Excerpted passage:
The passing side of the game, in England at least, clearly needs attention.  Against Canada the commentators were full of praise for Jodie Taylor, the sole striker.  She ran after everything and made half chances where non should have been available.  But that's because half the time the ball was just being pumped blindly upfield in the hope she could scrap something out of it.

Passing from defence through midfield was practically non existent at times.  Yes, they were the home side, but there was little reason why we had to be so route one.  It was like watching the Wimbledon side of the 1990s - getting a crick in your neck from looking up so often.

That said though, here is something to think about - We only had a professional league set up in England in 2011.  Yes, there had already been a women's league structure in place before that, but this was the first attempt to make it professional.  In this league, the WSL (Women's Super League), the top 4 stars at each club are paid between £20-30,000 a year.  Top stars in the mens game make several times that in a week.

We are only in the last few years getting in to a position where women can play football as a full time profession, meaning they can now train every day as well.  How can they be expected to perform to the same level of men without this backing?

Goal A:
Reproduce the stretch of the passage on England's women's football from "We are only" through "without this backing?".
Goal B:
Resume the passage on England's women's football, picking up after its last sentence.
The listing here isn't needed for anything.

Records from a collection:
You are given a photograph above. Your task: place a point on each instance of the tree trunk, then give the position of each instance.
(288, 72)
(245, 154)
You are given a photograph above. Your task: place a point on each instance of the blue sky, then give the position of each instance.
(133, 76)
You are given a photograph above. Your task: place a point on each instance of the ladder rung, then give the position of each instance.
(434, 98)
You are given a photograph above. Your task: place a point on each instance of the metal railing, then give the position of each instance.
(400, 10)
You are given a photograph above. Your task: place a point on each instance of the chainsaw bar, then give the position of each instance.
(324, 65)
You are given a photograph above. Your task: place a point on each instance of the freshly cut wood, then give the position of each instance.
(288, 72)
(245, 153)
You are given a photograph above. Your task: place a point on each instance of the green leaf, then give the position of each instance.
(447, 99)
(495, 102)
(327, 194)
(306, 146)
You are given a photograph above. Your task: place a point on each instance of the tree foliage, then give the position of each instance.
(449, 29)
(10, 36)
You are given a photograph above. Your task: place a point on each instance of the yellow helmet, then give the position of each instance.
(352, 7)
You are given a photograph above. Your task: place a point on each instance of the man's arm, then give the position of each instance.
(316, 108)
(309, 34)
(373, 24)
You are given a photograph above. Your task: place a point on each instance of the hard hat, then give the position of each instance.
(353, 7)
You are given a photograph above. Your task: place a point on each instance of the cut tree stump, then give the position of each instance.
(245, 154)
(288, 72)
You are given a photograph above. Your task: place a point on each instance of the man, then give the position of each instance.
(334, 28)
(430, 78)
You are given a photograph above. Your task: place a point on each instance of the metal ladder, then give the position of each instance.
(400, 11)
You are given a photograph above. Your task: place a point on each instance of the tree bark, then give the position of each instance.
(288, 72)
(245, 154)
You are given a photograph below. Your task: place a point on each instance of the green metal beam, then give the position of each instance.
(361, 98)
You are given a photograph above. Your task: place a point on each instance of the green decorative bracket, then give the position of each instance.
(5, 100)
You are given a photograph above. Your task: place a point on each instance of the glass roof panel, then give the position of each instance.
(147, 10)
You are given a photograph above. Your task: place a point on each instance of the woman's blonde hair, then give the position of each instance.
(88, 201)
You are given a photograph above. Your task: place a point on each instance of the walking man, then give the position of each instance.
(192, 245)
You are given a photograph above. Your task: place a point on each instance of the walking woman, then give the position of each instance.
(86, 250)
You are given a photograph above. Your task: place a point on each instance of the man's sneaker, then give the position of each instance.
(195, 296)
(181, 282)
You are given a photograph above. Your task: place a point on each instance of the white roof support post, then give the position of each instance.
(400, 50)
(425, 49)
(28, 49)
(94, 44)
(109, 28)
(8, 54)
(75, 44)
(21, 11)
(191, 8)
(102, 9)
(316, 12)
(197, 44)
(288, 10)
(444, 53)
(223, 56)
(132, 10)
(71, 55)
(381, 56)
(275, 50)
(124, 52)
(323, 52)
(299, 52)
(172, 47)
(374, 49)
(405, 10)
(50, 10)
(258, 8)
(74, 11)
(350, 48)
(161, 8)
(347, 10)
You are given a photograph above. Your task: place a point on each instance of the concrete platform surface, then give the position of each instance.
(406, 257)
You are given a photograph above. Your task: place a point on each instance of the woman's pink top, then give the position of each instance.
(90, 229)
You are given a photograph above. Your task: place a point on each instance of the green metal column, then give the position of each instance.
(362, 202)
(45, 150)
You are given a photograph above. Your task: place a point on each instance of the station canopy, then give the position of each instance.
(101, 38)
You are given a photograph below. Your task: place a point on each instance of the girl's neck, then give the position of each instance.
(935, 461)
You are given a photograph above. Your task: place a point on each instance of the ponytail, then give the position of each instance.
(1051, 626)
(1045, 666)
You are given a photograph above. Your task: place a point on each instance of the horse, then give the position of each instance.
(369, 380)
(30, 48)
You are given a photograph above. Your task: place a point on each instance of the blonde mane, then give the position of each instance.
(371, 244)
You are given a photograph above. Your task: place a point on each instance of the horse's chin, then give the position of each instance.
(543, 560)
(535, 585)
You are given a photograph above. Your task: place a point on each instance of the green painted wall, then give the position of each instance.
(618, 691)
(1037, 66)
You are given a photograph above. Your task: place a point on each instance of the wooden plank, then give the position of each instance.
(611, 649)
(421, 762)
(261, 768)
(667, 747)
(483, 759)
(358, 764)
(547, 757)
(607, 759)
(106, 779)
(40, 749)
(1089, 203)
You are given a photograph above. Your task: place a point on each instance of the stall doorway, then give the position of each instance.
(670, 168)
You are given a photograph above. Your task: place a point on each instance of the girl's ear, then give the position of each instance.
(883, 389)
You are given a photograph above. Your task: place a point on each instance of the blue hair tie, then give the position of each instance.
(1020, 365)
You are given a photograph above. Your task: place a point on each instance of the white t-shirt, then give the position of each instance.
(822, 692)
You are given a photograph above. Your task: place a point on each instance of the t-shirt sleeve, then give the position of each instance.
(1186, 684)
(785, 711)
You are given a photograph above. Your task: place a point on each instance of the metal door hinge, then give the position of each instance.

Exercise response A:
We are only in the last few years getting in to a position where women can play football as a full time profession, meaning they can now train every day as well.  How can they be expected to perform to the same level of men without this backing?

Exercise response B:
The FA are part funding the wages in the WSL as the clubs themselves simply do not get the revenue from gate receipts and TV rights that would make it financial viable in its own right.  At this point of course, it is a matter of chicken and egg - what comes first, the standard of players that makes people want to pay to watch them, or a financial system in place to develop the players in the first place.

In that sense, funding from the FA and elsewhere makes sense - they need that foot up.

The World Cup will have switched many on to watching women's football - myself included.  There is plenty of skill and technique on show from these women, and where the game might still be lacking compared to the mens game, that will come with greater levels of training and coaching.

What you can guarantee is the game is played honestly, and with passion.  Seeing how the England women played makes you feel proud.  I know it's just a completely different game, but I wonder if they could perhaps give that a go in the mens game as well?





Friday, 5 June 2015

The Labour leadership election - and I get to vote!

Hell yeah!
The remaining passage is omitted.